--- Given text ---

American molecular biologist

Jeffery Daniel Molkentin (born January 15, 1967, in Milwaukee, Wisconsin) is an American molecular biologist. He is the director of Molecular Cardiovascular Biology for Cincinnati Children's hospital where he is also co-director of their Heart Institute. Molkentin holds a professorship at the University of Cincinnati's Department of Pediatrics.

== Biography ==
Molkentin was born and raised in Milwaukee, Wisconsin., where he attended Marquette University, receiving a B.S. in biology in 1989. He began studies to be a medical doctor at the University of Wisconsin, but switched to a research program, and received his PhD in physiology from the Medical College of Wisconsin in 1994.

Molkentin's work focuses on heart disease and muscular dystrophy, though he is involved in other types of research entailing calcium handling, ER stress signaling, cardiac hypertrophic signaling pathways, and COVID-19 disease mechanisms. One of Molkentin's most notable research achievements was his contribution to stem cell therapy in the heart and his disproving prior research about the topic.

--- Collected data ---

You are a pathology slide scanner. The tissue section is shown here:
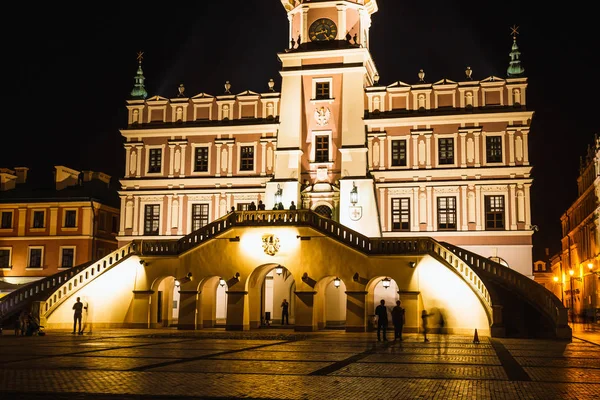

---

◆ **Work to be completed**: Echo the portion of the Molkentin biography starting at "Jeffery Daniel Molkentin" and ending at "Department of Pediatrics.", reproducing it word for word.

◆ **Your solution**:
Jeffery Daniel Molkentin (born January 15, 1967, in Milwaukee, Wisconsin) is an American molecular biologist. He is the director of Molecular Cardiovascular Biology for Cincinnati Children's hospital where he is also co-director of their Heart Institute. Molkentin holds a professorship at the University of Cincinnati's Department of Pediatrics.